## [Directions]
Reproduce all of the records below word for word, omitting the pictures.

====== Dataset rows

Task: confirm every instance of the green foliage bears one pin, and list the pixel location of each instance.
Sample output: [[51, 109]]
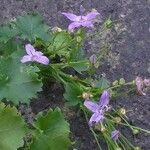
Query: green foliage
[[12, 128], [52, 132], [80, 66], [17, 81], [9, 47], [7, 32], [72, 93], [31, 27], [60, 44], [102, 83]]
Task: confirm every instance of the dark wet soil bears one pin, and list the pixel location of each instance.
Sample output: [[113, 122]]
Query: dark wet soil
[[129, 57]]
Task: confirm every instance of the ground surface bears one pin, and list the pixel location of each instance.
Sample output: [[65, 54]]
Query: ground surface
[[129, 57]]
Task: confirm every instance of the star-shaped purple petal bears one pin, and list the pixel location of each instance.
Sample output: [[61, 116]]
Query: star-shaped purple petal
[[34, 56], [115, 135], [98, 109], [82, 20]]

============

## [Full output]
Task: confirm every instance of the green foliage bears one pin, and list the pixel location of each instance.
Sample output: [[51, 109]]
Query: green foliage
[[12, 128], [52, 132], [80, 66], [17, 81], [9, 47], [7, 32], [72, 93], [31, 27], [60, 44], [102, 83]]
Task: confirm every instance of the dark wet soil bears one pin, and list the pixel location of each instance.
Sample output: [[113, 122]]
Query: dark wet soil
[[129, 57]]
Task: confirm every instance of the ground surface bears one pin, and list the pixel location of each instance.
Sample output: [[65, 54]]
Query: ground surface
[[129, 57]]
Task: confirm every instance of the star-shaped purple petal bears one pin, and list the pixel location of each instance.
Sample output: [[61, 116]]
Query: star-shaped purple petal
[[34, 56], [115, 135], [98, 109], [82, 20]]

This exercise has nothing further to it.